== Problem details ==
Your task is to reproduce exactly the lines from the line with "[segment] blue construction fence" through the end of the records below.
____
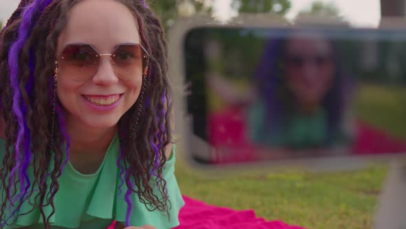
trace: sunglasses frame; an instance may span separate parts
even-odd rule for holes
[[[120,46],[140,46],[140,47],[141,48],[142,52],[143,52],[143,53],[142,53],[142,61],[145,60],[145,67],[144,69],[144,72],[142,72],[142,76],[143,77],[147,77],[147,74],[148,73],[148,69],[149,69],[149,54],[148,53],[148,52],[147,51],[147,50],[145,49],[145,48],[144,48],[144,46],[142,46],[142,45],[141,43],[120,43],[118,46],[116,46],[116,48],[114,48],[114,50],[113,51],[113,53],[99,53],[98,50],[92,45],[89,44],[89,43],[70,43],[68,45],[67,45],[66,46],[65,46],[63,48],[63,49],[62,50],[61,53],[63,53],[64,50],[66,49],[67,47],[70,46],[89,46],[90,48],[92,48],[92,49],[93,49],[93,50],[97,54],[96,58],[100,58],[100,57],[103,57],[103,56],[109,56],[111,57],[111,61],[112,61],[112,63],[114,65],[116,65],[116,63],[114,63],[114,61],[113,59],[113,57],[115,55],[114,52],[116,52],[116,50],[120,48]],[[56,68],[58,68],[59,66],[59,63],[58,62],[58,60],[59,59],[63,59],[63,57],[62,57],[61,54],[59,55],[56,55],[55,57],[56,61],[55,61],[55,64],[56,66]]]

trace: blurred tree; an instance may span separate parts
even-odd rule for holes
[[[171,28],[178,16],[191,16],[206,10],[202,0],[147,0],[149,5],[161,18],[166,29]]]
[[[166,29],[171,28],[178,17],[211,14],[216,1],[224,0],[147,0],[160,17]],[[275,12],[284,15],[291,5],[290,0],[232,0],[231,6],[239,12]]]
[[[317,1],[312,3],[310,10],[302,10],[299,12],[297,17],[308,15],[339,17],[340,11],[333,3],[323,3],[321,1]]]
[[[289,0],[233,0],[233,8],[240,12],[275,12],[284,15],[290,6]]]

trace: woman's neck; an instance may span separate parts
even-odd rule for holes
[[[104,155],[117,131],[116,126],[91,128],[70,120],[67,120],[66,126],[71,138],[71,155]]]

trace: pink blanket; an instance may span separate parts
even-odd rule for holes
[[[235,210],[208,205],[183,197],[186,203],[180,210],[180,226],[175,229],[302,229],[280,221],[266,221],[258,218],[253,210]]]
[[[235,210],[213,206],[183,197],[185,205],[180,210],[180,225],[175,229],[303,229],[281,221],[266,221],[258,218],[253,210]],[[114,223],[107,229],[114,229]]]

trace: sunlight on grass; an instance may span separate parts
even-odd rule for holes
[[[385,167],[340,173],[299,172],[200,178],[178,164],[182,193],[209,204],[253,209],[267,220],[308,228],[370,228]]]
[[[215,96],[213,92],[211,94]],[[358,118],[406,139],[406,90],[363,84],[354,101]],[[213,99],[214,108],[224,106]],[[181,153],[181,152],[180,152]],[[267,220],[312,229],[370,228],[387,167],[330,173],[263,173],[203,179],[178,163],[176,176],[185,195],[235,210],[253,209]]]

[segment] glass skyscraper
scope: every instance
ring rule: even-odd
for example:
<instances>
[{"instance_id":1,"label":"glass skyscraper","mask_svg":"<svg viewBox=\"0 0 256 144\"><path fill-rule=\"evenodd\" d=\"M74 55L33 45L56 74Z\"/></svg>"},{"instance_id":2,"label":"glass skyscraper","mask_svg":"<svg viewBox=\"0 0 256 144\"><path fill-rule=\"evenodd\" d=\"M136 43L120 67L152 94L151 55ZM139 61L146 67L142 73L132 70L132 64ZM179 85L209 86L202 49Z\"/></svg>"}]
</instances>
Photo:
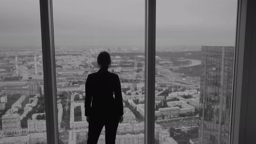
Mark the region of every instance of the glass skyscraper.
<instances>
[{"instance_id":1,"label":"glass skyscraper","mask_svg":"<svg viewBox=\"0 0 256 144\"><path fill-rule=\"evenodd\" d=\"M202 47L200 144L229 144L234 47Z\"/></svg>"}]
</instances>

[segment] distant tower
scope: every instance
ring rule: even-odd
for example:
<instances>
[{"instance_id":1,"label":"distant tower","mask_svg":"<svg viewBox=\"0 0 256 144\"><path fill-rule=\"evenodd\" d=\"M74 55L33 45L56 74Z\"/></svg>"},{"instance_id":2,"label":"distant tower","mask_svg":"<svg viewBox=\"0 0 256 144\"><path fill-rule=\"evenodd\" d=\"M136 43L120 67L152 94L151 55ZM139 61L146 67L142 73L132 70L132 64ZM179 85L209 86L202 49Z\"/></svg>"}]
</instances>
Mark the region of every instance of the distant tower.
<instances>
[{"instance_id":1,"label":"distant tower","mask_svg":"<svg viewBox=\"0 0 256 144\"><path fill-rule=\"evenodd\" d=\"M18 57L17 55L15 55L15 65L16 66L16 74L18 74L19 72L18 71Z\"/></svg>"},{"instance_id":2,"label":"distant tower","mask_svg":"<svg viewBox=\"0 0 256 144\"><path fill-rule=\"evenodd\" d=\"M35 60L35 74L37 74L37 65L36 65L36 56L35 55L34 56L34 59Z\"/></svg>"}]
</instances>

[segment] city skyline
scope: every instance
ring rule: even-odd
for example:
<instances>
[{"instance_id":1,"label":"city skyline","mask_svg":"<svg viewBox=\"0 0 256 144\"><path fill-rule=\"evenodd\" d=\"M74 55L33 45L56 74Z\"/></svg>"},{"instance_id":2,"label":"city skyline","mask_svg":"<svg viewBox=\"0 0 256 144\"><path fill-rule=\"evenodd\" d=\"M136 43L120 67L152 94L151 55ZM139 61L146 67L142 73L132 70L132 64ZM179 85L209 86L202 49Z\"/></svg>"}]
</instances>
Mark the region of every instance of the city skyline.
<instances>
[{"instance_id":1,"label":"city skyline","mask_svg":"<svg viewBox=\"0 0 256 144\"><path fill-rule=\"evenodd\" d=\"M40 47L39 1L15 1L15 5L12 4L13 1L0 2L1 47ZM144 1L112 1L78 0L72 2L72 4L68 1L53 1L55 44L143 46ZM158 2L156 45L233 45L236 5L232 0L220 0L219 3L202 0ZM31 6L27 9L27 6ZM214 10L214 8L218 10ZM67 9L70 10L66 10ZM8 16L5 14L7 11Z\"/></svg>"}]
</instances>

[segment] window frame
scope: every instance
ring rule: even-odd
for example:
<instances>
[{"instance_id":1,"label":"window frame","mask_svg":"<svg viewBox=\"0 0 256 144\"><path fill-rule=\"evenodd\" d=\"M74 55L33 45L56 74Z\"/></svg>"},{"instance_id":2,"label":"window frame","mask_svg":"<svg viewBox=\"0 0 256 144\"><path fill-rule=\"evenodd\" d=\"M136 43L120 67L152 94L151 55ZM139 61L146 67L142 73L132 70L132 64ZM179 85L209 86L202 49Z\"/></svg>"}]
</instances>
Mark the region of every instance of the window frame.
<instances>
[{"instance_id":1,"label":"window frame","mask_svg":"<svg viewBox=\"0 0 256 144\"><path fill-rule=\"evenodd\" d=\"M58 144L52 0L39 0L47 142ZM154 142L156 4L156 0L145 0L145 2L144 138L145 144L151 144ZM256 73L256 65L253 65L253 62L256 61L256 52L253 49L256 46L256 29L253 25L253 21L256 21L256 10L253 10L256 7L256 3L253 0L238 0L234 85L231 101L231 144L244 143L256 138L250 137L255 132L253 130L256 126L253 122L256 121L256 105L253 102L256 101L256 98L253 96L256 94L253 88L256 84L256 81L253 81L256 79L256 76L253 75Z\"/></svg>"},{"instance_id":2,"label":"window frame","mask_svg":"<svg viewBox=\"0 0 256 144\"><path fill-rule=\"evenodd\" d=\"M39 3L47 143L59 144L53 3Z\"/></svg>"}]
</instances>

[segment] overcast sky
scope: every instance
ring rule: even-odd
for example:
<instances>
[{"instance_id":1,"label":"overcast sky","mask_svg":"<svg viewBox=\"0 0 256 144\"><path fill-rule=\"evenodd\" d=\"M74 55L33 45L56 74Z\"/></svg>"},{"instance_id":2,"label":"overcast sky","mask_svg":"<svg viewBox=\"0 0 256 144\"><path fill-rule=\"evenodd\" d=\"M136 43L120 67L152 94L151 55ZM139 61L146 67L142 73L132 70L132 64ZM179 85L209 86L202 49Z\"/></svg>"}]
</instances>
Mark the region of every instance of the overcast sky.
<instances>
[{"instance_id":1,"label":"overcast sky","mask_svg":"<svg viewBox=\"0 0 256 144\"><path fill-rule=\"evenodd\" d=\"M141 45L143 0L54 0L55 44ZM236 0L157 0L158 45L232 46ZM41 46L39 1L0 0L0 47Z\"/></svg>"}]
</instances>

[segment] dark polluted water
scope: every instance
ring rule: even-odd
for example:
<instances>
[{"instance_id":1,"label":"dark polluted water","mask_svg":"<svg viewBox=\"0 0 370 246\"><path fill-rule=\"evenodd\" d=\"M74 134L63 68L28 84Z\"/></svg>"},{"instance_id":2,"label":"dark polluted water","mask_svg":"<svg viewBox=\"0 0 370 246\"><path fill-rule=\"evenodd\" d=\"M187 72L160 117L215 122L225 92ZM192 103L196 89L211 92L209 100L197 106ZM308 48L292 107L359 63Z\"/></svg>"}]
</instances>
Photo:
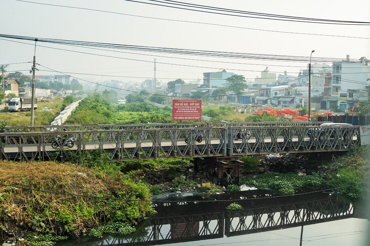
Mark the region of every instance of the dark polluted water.
<instances>
[{"instance_id":1,"label":"dark polluted water","mask_svg":"<svg viewBox=\"0 0 370 246\"><path fill-rule=\"evenodd\" d=\"M370 245L365 203L307 188L294 195L268 189L242 189L216 195L155 196L153 206L157 213L137 226L132 235L84 237L56 245ZM235 202L243 209L225 209Z\"/></svg>"}]
</instances>

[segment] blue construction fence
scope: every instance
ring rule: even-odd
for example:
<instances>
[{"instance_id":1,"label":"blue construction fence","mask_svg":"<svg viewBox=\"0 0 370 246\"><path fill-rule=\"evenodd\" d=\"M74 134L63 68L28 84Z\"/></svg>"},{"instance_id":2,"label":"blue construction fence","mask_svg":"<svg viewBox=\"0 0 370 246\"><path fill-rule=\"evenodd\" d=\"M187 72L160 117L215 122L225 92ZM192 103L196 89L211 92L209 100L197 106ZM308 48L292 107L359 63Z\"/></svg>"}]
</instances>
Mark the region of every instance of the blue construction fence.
____
== Task result ==
[segment] blue construction fence
scope: every instance
ring rule: even-odd
for example:
<instances>
[{"instance_id":1,"label":"blue construction fence","mask_svg":"<svg viewBox=\"0 0 370 246\"><path fill-rule=\"evenodd\" d=\"M74 134L63 68L28 84Z\"/></svg>"},{"instance_id":2,"label":"blue construction fence","mask_svg":"<svg viewBox=\"0 0 370 246\"><path fill-rule=\"evenodd\" d=\"M187 72L160 117L215 122L225 92ZM192 103L196 89L211 92L209 100L197 106ZM308 48L292 107L359 63Z\"/></svg>"}]
</instances>
Mark the region of every instance of the blue construction fence.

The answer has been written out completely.